Material supplied -
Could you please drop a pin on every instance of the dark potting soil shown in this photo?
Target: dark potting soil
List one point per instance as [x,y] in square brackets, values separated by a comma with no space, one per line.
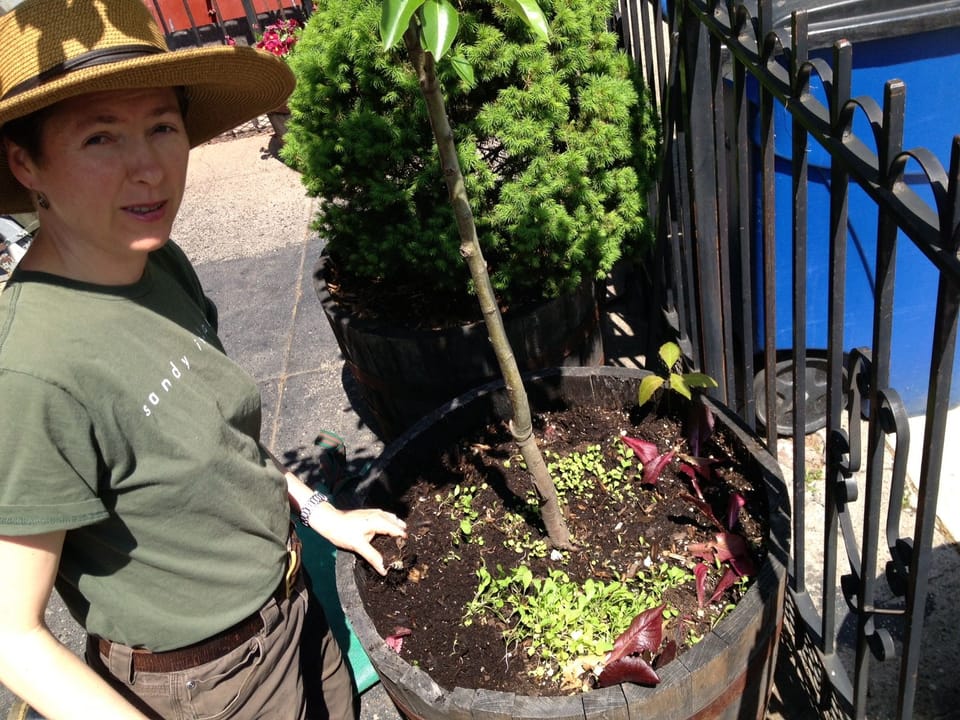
[434,574]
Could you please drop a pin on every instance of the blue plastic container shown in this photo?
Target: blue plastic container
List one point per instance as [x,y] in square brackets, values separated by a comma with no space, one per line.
[916,43]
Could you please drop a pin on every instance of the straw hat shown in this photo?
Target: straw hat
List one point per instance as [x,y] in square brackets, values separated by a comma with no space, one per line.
[51,50]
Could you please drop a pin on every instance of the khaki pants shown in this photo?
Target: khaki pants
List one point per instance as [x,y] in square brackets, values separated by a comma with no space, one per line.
[291,670]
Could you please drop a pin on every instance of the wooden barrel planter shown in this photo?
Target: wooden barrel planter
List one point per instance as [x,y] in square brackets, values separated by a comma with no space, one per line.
[727,675]
[404,374]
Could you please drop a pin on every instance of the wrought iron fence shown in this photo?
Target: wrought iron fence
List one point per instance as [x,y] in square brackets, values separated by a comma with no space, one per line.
[188,23]
[726,79]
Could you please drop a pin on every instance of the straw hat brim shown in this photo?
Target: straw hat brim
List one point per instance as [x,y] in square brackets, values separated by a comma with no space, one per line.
[225,87]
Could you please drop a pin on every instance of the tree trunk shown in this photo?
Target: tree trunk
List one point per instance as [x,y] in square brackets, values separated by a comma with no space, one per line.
[521,425]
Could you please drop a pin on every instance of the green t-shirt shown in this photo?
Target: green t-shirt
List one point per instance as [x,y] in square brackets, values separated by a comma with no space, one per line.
[123,422]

Stated problem - Copy the material from the line containing "pants shown in this photo?" through the end of the material, inclusive, changing every "Target" to "Label" and leaving everything else as it is.

Output of the task -
Could you please drop a pin on every instance of the khaki pants shown in this photo?
Label: khaki pants
List one point per instance as [x,y] in square brackets, values separated by a comma with no space, one per line.
[291,670]
Could you please drop a pin on every instance of the wooden barrel planter shown in this photo?
Label: wooden barrel planter
List one point per instance as [x,y] in square brackets, values separated by a comma with no space, one per line.
[727,675]
[404,374]
Could you please drop a pin on every instance of the wrought iron fence shown in this photo?
Label: wrought iron fence
List one point per instance as [x,y] in square brackets, values separated by a comma with no space, one per line.
[188,23]
[726,79]
Could you please drop a pin on every instance of the straw hat brim shown in this photo?
Label: straw hat brim
List one point per instance as [x,y] in square brackets, values separated by a comma with no space, one per line.
[225,87]
Could you please drop a pin on every instance of the tree trunk shown in this photo?
Label: tree trunk
List one point per instance as [x,y] in square brackets, values separated by a comma with no space, one per line.
[521,425]
Could you please drop a pin on every instance of the green t-shirt shown in this photo?
Label: green t-shirt
List one point per instance as [x,y] in square brackets, values separated by a comma with no space, one per line.
[123,422]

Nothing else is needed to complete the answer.